Da steckt dieses Cohnsche „So ist der Mensch“ wie in einem Schatzkästlein drin. Der hebräische Text ist zwar unrettbar „verderbt“, also unentschieden: Ist es eine Frage, eine Antwort, eine Aufforderung? Selbst die gerühmte „Jerusalemer Bibel“ in den verschiedenen Sprachen bietet widersprechende Übersetzungen, die griechische Septuaginta schlägt wieder etwas anderes vor. Sagen wir er es so: 1. Buch Mose 4,7 enthält die befreiende Friedensformel für alle Völker, alle Zeiten, alle Menschen!

Leszek Kolakowski, der polnische Ex-Kommunist und Philosoph übersetzt diesen selben Vers ohne zu wissen, dass er diesen Vers übersetzt: Das Böse ist in uns – zlo jest w nas.

Diese schlichten 4 oder 5 Worte durchdringen den Eispanzer der eingewinterten Seelen.

Von Kain zu Kohn! Kohn, Cohen, Cohn – das sind alles Varianten des hebräischen Familiennamens der Priester. Ich wünsche Daniel Cohn, dass er diesen Ursprüngen seines Namens, den Ursprüngen dieser Benennung des Menschlichen auf die Spur kommen möge! Das ist zugleich die Spur des Judentums, die 1918-1953 in Europa fast verschüttet zu werden drohte – und folglich auch die Spur des Christentums, das ebenfalls verloren zu gehen drohte.

_ _ _ _ _

* **GESTELLTE AUFGABE 1**:
Fasse den Auszug in zwei Sätzen zusammen.
* **GESTELLTE AUFGABE 2**:
Schreibe den Teil des Auszugs, der mit „Von Kain zu“ beginnt und mit „zu gehen drohte.“ endet, wortgetreu ab.

(Einträge zur Bildsegmentierung)

_ _ _ _ _

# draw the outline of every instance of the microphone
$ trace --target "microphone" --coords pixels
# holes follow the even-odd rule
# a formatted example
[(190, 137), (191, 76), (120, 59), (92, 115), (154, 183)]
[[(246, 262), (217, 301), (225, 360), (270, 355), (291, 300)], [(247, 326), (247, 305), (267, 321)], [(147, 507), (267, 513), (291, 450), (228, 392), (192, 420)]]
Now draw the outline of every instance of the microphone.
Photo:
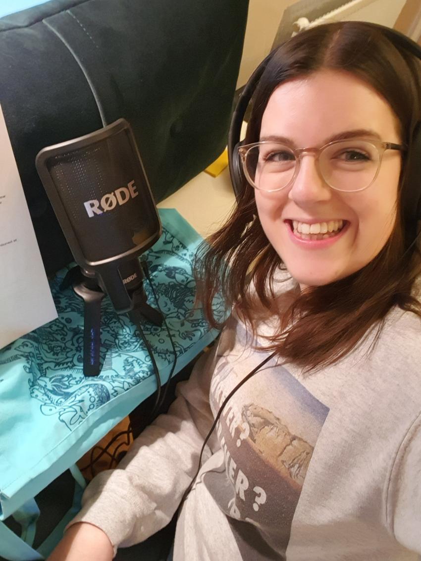
[(61, 288), (71, 286), (84, 300), (83, 371), (97, 376), (106, 294), (118, 314), (162, 322), (161, 312), (147, 302), (138, 259), (160, 237), (159, 217), (124, 119), (43, 149), (35, 165), (78, 265)]

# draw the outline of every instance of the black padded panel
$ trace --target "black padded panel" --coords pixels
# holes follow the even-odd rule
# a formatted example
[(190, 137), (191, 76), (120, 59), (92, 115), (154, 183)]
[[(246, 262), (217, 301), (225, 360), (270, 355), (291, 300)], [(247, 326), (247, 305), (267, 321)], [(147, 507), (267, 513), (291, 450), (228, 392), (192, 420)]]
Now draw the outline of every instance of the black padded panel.
[(52, 0), (0, 19), (0, 103), (47, 273), (72, 257), (43, 148), (124, 117), (157, 202), (227, 142), (248, 0)]

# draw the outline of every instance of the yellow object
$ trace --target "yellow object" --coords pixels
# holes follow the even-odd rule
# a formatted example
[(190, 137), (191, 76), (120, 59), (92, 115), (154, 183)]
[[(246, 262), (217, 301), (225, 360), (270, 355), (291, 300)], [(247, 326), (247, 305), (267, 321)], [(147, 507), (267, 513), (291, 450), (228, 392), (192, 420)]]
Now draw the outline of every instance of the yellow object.
[(226, 148), (219, 158), (205, 169), (213, 177), (216, 177), (228, 165), (228, 150)]

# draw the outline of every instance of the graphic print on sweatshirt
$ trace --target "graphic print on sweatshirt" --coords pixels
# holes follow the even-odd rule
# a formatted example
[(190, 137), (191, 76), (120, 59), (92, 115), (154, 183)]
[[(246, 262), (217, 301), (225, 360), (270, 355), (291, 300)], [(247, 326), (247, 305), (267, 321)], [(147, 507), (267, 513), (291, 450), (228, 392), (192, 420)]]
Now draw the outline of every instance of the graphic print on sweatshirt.
[[(216, 413), (265, 355), (218, 350), (210, 386)], [(241, 350), (237, 351), (237, 350)], [(329, 408), (272, 359), (228, 402), (217, 426), (225, 463), (202, 481), (228, 517), (245, 561), (285, 558), (292, 518)]]

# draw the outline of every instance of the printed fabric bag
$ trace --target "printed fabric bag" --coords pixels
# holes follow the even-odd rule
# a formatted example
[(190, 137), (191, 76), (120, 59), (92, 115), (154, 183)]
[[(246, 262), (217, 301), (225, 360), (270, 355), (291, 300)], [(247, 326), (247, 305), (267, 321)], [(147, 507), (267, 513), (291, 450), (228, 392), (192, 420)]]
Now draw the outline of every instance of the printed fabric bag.
[[(152, 281), (177, 351), (178, 371), (217, 335), (202, 310), (194, 309), (192, 263), (199, 234), (174, 209), (161, 209), (163, 233), (147, 253)], [(156, 389), (150, 358), (135, 327), (103, 301), (100, 374), (83, 373), (83, 302), (71, 289), (60, 291), (67, 272), (51, 283), (58, 318), (0, 350), (0, 521), (13, 516), (20, 536), (0, 522), (0, 559), (42, 559), (60, 539), (79, 508), (85, 483), (75, 462)], [(147, 282), (148, 302), (156, 307)], [(221, 300), (215, 302), (222, 317)], [(173, 353), (164, 327), (148, 322), (145, 335), (161, 380), (168, 378)], [(39, 516), (34, 498), (70, 469), (73, 505), (53, 534), (35, 551)], [(58, 522), (58, 521), (57, 521)]]

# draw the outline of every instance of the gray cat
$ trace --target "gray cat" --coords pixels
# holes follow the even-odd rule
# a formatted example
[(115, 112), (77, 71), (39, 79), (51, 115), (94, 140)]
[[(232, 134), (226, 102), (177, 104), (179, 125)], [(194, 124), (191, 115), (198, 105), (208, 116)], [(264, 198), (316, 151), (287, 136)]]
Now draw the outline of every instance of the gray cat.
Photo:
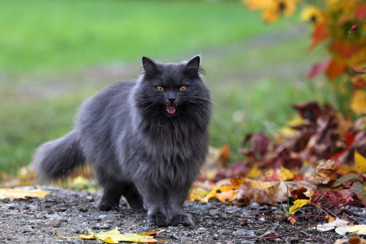
[(81, 106), (73, 130), (40, 147), (37, 174), (63, 178), (87, 162), (104, 190), (101, 210), (117, 210), (123, 195), (150, 223), (191, 224), (183, 203), (207, 154), (211, 107), (199, 61), (143, 57), (137, 80), (101, 90)]

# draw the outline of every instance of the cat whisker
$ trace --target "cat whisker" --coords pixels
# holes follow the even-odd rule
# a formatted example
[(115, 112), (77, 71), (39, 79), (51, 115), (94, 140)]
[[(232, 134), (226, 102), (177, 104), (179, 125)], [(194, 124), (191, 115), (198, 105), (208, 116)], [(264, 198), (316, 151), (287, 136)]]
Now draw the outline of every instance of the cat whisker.
[(207, 97), (206, 97), (205, 96), (203, 96), (203, 95), (201, 95), (203, 96), (203, 97), (201, 97), (200, 96), (192, 96), (191, 97), (193, 98), (199, 98), (199, 99), (202, 99), (202, 100), (203, 100), (204, 101), (208, 101), (209, 102), (211, 102), (213, 104), (215, 105), (216, 105), (217, 106), (218, 106), (218, 107), (220, 107), (220, 108), (223, 108), (223, 107), (222, 107), (222, 106), (219, 105), (219, 104), (217, 104), (216, 103), (216, 102), (214, 102), (212, 100), (210, 100), (210, 99), (209, 99)]

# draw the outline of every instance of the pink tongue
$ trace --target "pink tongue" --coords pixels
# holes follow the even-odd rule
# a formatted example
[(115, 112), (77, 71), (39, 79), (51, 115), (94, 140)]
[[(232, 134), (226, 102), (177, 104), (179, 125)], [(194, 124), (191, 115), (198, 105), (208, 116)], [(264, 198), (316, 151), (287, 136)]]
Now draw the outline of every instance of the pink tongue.
[(167, 106), (167, 111), (171, 115), (175, 113), (175, 105), (168, 104)]

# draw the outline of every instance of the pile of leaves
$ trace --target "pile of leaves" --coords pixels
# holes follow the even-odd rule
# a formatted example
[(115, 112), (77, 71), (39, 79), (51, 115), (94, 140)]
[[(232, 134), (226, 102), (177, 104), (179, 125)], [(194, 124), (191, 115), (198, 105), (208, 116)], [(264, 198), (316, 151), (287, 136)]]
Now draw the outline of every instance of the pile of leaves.
[[(365, 118), (352, 123), (330, 105), (321, 107), (314, 101), (293, 107), (298, 116), (274, 139), (261, 133), (245, 136), (245, 161), (225, 166), (228, 149), (219, 150), (215, 163), (222, 166), (200, 176), (189, 199), (216, 198), (239, 205), (287, 201), (288, 215), (310, 204), (328, 210), (322, 214), (329, 218), (332, 213), (333, 220), (340, 206), (366, 206)], [(290, 198), (295, 200), (291, 208)]]

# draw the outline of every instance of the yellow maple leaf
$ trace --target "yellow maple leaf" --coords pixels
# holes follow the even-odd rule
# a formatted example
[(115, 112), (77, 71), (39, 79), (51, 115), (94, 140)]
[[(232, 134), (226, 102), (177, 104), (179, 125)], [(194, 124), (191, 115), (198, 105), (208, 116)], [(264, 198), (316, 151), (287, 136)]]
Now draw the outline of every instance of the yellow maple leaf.
[(301, 19), (311, 21), (314, 23), (321, 22), (323, 20), (321, 10), (314, 5), (309, 5), (301, 12)]
[(53, 232), (53, 234), (59, 237), (63, 238), (96, 239), (100, 241), (103, 241), (107, 243), (118, 243), (120, 241), (131, 241), (138, 243), (154, 243), (166, 240), (164, 240), (158, 241), (154, 239), (153, 236), (150, 235), (164, 231), (165, 230), (165, 229), (154, 232), (145, 232), (141, 234), (121, 234), (117, 227), (116, 228), (116, 229), (111, 230), (105, 232), (101, 230), (98, 233), (94, 233), (90, 230), (89, 228), (87, 228), (87, 229), (88, 232), (90, 234), (80, 234), (79, 236), (68, 237), (60, 236), (56, 232)]
[(366, 112), (366, 92), (360, 90), (355, 91), (351, 102), (351, 108), (358, 114)]
[(40, 189), (27, 190), (1, 188), (0, 188), (0, 199), (9, 198), (11, 200), (13, 200), (14, 199), (26, 199), (28, 198), (44, 198), (49, 194), (49, 192)]
[(354, 244), (366, 244), (366, 240), (355, 236), (351, 236), (349, 239), (338, 239), (336, 240), (333, 244), (343, 244), (345, 242)]
[(309, 203), (311, 200), (312, 194), (310, 191), (308, 190), (306, 192), (304, 192), (304, 194), (306, 196), (309, 197), (309, 200), (307, 199), (298, 199), (292, 203), (294, 205), (291, 207), (287, 212), (288, 215), (292, 215), (296, 211), (301, 209), (304, 205)]
[(346, 230), (359, 235), (365, 235), (366, 234), (366, 225), (355, 225), (346, 228)]
[(366, 173), (366, 158), (355, 149), (355, 168), (359, 173)]
[(289, 169), (282, 166), (280, 166), (278, 174), (278, 179), (280, 180), (286, 181), (294, 179), (294, 174)]

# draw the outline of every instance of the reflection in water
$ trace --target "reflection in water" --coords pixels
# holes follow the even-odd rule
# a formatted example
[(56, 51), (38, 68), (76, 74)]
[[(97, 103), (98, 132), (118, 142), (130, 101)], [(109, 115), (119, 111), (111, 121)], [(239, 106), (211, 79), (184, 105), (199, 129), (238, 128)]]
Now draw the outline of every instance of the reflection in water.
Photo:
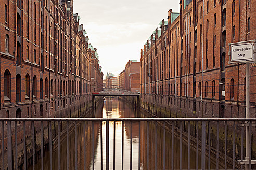
[[(104, 100), (97, 107), (94, 113), (91, 113), (89, 117), (98, 118), (119, 118), (145, 117), (145, 115), (140, 112), (138, 109), (131, 107), (123, 100), (118, 98), (111, 98)], [(141, 111), (141, 110), (140, 110)], [(149, 169), (154, 169), (155, 167), (155, 150), (157, 153), (157, 169), (163, 169), (163, 128), (162, 124), (149, 122), (148, 123), (148, 138), (147, 142), (147, 122), (140, 123), (140, 162), (139, 166), (141, 169), (147, 169), (147, 162), (148, 162)], [(122, 123), (113, 121), (109, 122), (109, 167), (113, 167), (114, 146), (113, 136), (114, 126), (116, 126), (116, 145), (115, 149), (115, 165), (116, 169), (121, 169), (122, 166)], [(86, 157), (86, 167), (87, 169), (93, 169), (93, 154), (94, 153), (94, 169), (100, 169), (101, 167), (101, 136), (100, 122), (93, 123), (93, 130), (92, 122), (86, 122), (86, 137), (83, 136), (84, 125), (83, 123), (78, 124), (78, 169), (83, 169), (84, 158)], [(103, 169), (106, 168), (106, 122), (102, 123), (102, 160)], [(157, 140), (155, 139), (156, 128)], [(139, 124), (138, 122), (132, 123), (132, 169), (138, 168), (138, 144), (139, 144)], [(130, 169), (130, 145), (131, 145), (131, 123), (130, 122), (124, 123), (124, 169)], [(74, 169), (75, 165), (75, 132), (74, 128), (70, 130), (69, 135), (69, 168)], [(171, 134), (166, 131), (165, 163), (165, 169), (171, 168)], [(180, 168), (180, 139), (174, 138), (174, 168)], [(84, 140), (86, 143), (86, 151), (84, 154)], [(61, 169), (67, 169), (67, 142), (66, 139), (61, 143)], [(147, 148), (148, 147), (148, 153)], [(157, 147), (156, 148), (155, 147)], [(182, 145), (182, 169), (187, 168), (188, 157), (188, 147), (186, 144)], [(44, 168), (49, 168), (49, 152), (46, 153), (44, 158), (45, 163)], [(58, 148), (53, 152), (53, 169), (58, 169)], [(148, 158), (148, 160), (147, 158)], [(190, 149), (189, 157), (190, 168), (196, 168), (196, 152)], [(207, 160), (206, 160), (207, 162)], [(148, 162), (147, 162), (148, 161)], [(36, 165), (36, 169), (41, 168), (41, 161), (39, 160)], [(208, 165), (206, 165), (208, 167)], [(198, 155), (198, 168), (201, 167), (201, 155)], [(215, 169), (215, 167), (211, 165), (211, 168)]]

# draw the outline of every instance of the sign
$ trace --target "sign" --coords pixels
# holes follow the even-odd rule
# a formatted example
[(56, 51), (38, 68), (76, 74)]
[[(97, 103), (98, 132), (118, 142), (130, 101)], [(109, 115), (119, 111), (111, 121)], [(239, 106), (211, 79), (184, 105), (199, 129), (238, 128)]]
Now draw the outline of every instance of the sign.
[(254, 42), (235, 42), (229, 45), (231, 63), (255, 62)]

_ _ _ _ _

* **ERWARTETE AUSGABE 1**:
Der hebräische Text von 1. Buch Mose 4,7 gilt als verderbt und wird widersprüchlich übersetzt, doch der Auszug sieht in dem Vers eine befreiende Friedensformel für alle Völker, Zeiten und Menschen, die Leszek Kolakowski unwissentlich mit „Das Böse ist in uns“ übersetzt. Die Namen Kohn, Cohen und Cohn werden als Varianten des hebräischen Familiennamens der Priester genannt, und Daniel Cohn wird gewünscht, den Ursprüngen seines Namens auf die Spur zu kommen.

* **ERWARTETE AUSGABE 2**:
Von Kain zu Kohn! Kohn, Cohen, Cohn – das sind alles Varianten des hebräischen Familiennamens der Priester. Ich wünsche Daniel Cohn, dass er diesen Ursprüngen seines Namens, den Ursprüngen dieser Benennung des Menschlichen auf die Spur kommen möge! Das ist zugleich die Spur des Judentums, die 1918-1953 in Europa fast verschüttet zu werden drohte – und folglich auch die Spur des Christentums, das ebenfalls verloren zu gehen drohte.